• EXCERPTED PASSAGE:

###

# [Q] My phone contacts cannot be visible to whatsapp



## peterhon (Jul 29, 2013)

Dear all,
          I use google account to input my contacts. Now, when I input a contact to my android phone. The contact does not show in whatsapp. I am sure the user is having whatsapp installed. How can I make my contacts visible in whatsapp.

Thanks.


----------



## hesami (Jul 29, 2013)

peterhon said:


> Dear all,
> I use google account to input my contacts. Now, when I input a contact to my android phone. The contact does not show in whatsapp. I am sure the user is having whatsapp installed. How can I make my contacts visible in whatsapp.
> 
> Thanks.

Click to collapse



in whats app setting, contacts, check the show all contacts...(maybe its hidden contact with this check its ok)
if not worked, maybe the one you think had whats app, registered with another phone number,


----------



## sachinkh (Jul 29, 2013)

peterhon said:


> Dear all,
> I use google account to input my contacts. Now, when I input a contact to my android phone. The contact does not show in whatsapp. I am sure the user is having whatsapp installed. How can I make my contacts visible in whatsapp.
> 
> Thanks.

Click to collapse



Go to Whatsapp settings>contacts>tick show all contacts.. if the problem persists then try syncing your contacts again with whatsapp servers by going to phone settings>accounts& syn>tap whatsapp account then sync contacts... it will solve your problem...Click Thanks if i helped you.


----------



## BliZzArD_420 (Jan 8, 2014)

Hi all , for days now im trying to fix this problem , i tried almost everything but nothing works. 
Can't see my contact list on whatsapp , viber , line etc , it just doesn't want to sync. The apps are working fine but i can't see any contacts , i only see the number if someone msges or calls me , and even if i add it manually to my contact list nothing happens.
I imported my contacts from my SIM , synced it with the google account , whatsapp account , everything is up to date.
It might be a ROM problem (can't ask in the development sections need 10 posts  )
Im on cm-10.2-20140104-Sultan-pyramid.zip (with ION) (HTC sensation XE)
Last ROM that worked: cm-10.2-20131117-Sultan-pyramid.zip (no ION)
It seems no one has the problem cause no one is complaining about it.
Is there a possible fix? Or it's just the ROM that is not compatible , but why is no one reporting the problem?

(Google couldn't help me, i hope XDA can!  )

Thank you very much


----------



## BliZzArD_420 (Jan 8, 2014)

Suggestions are welcomed, thanks


----------



## BliZzArD_420 (Jan 9, 2014)

I guess i gonna have to try my luck elsewhere , thank you anyways


----------



## AR SMARTY (Jan 9, 2014)

You can only share your contacts in whatsapp!

Send From My NEXUS 7 using Tapatalk premium


----------



## BliZzArD_420 (Jan 9, 2014)

It's not about sharing contacts its about having a visible contact list on whatsapp/viber and co 



[email protected] said:


> You can only share your contacts in whatsapp!
> 
> Send From My NEXUS 7 using Tapatalk premium

Click to collapse


----------



## jonnybcn (Jan 10, 2014)

###

• RAW DATA:
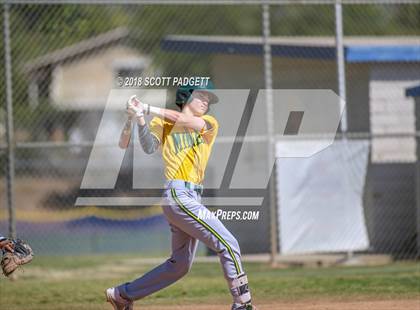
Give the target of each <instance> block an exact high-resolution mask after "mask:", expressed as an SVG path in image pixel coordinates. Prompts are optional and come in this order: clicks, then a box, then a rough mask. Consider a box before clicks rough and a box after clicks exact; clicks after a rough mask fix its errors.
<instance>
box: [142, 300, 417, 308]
mask: <svg viewBox="0 0 420 310" xmlns="http://www.w3.org/2000/svg"><path fill="white" fill-rule="evenodd" d="M139 308H142V307H141V306H140V307H139ZM228 308H229V307H226V306H221V305H200V306H198V305H185V306H174V305H172V306H148V307H147V309H150V310H169V309H171V310H181V309H182V310H193V309H194V310H221V309H226V310H227V309H228ZM265 309H266V310H269V309H270V310H272V309H276V310H277V309H278V310H401V309H407V310H418V309H420V299H408V300H375V301H372V300H369V301H363V300H361V301H325V300H318V301H299V302H280V303H270V304H267V303H265V304H258V310H265Z"/></svg>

###

• QUESTIONS:
1. In the WhatsApp contacts thread, which phone does BliZzArD_420 have?
2. Give every username that heads a post in the WhatsApp contacts thread.
This data has no connection to the thread about WhatsApp contacts.

• RESPONSES BY TASK:
1. An HTC Sensation XE.

2. peterhon, hesami, sachinkh, BliZzArD_420, AR SMARTY, jonnybcn